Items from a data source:
* * * * * * * * *

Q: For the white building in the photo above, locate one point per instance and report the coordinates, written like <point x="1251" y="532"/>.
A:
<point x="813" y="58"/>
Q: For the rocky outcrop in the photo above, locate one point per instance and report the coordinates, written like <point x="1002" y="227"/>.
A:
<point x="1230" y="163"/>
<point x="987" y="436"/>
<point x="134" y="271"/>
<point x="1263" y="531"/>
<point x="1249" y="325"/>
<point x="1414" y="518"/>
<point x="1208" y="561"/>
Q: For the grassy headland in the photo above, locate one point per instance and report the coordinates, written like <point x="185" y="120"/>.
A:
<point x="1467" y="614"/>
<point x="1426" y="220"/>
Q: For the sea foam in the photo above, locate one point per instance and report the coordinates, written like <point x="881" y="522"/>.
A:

* * * * * * * * *

Duplicate all of the records above, keeping every line unchanged.

◆ **COMPLETE RESPONSE**:
Q: For the white building in the photo above, locate one point per instance and report the coordinates, written like <point x="1251" y="532"/>.
A:
<point x="813" y="58"/>
Q: For the rocky outcrop in the photo above, locate one point per instance and report the coordinates, written like <point x="1002" y="227"/>.
A:
<point x="1230" y="163"/>
<point x="987" y="436"/>
<point x="134" y="271"/>
<point x="1263" y="531"/>
<point x="1249" y="325"/>
<point x="1414" y="518"/>
<point x="1208" y="561"/>
Q: For the grassy headland in the photo above, locate one point per instance and report the coordinates, written like <point x="185" y="120"/>.
A:
<point x="1467" y="614"/>
<point x="1426" y="220"/>
Q: For the sea foam in the photo above, locate one point per instance and report the coordinates, written like <point x="881" y="522"/>.
A:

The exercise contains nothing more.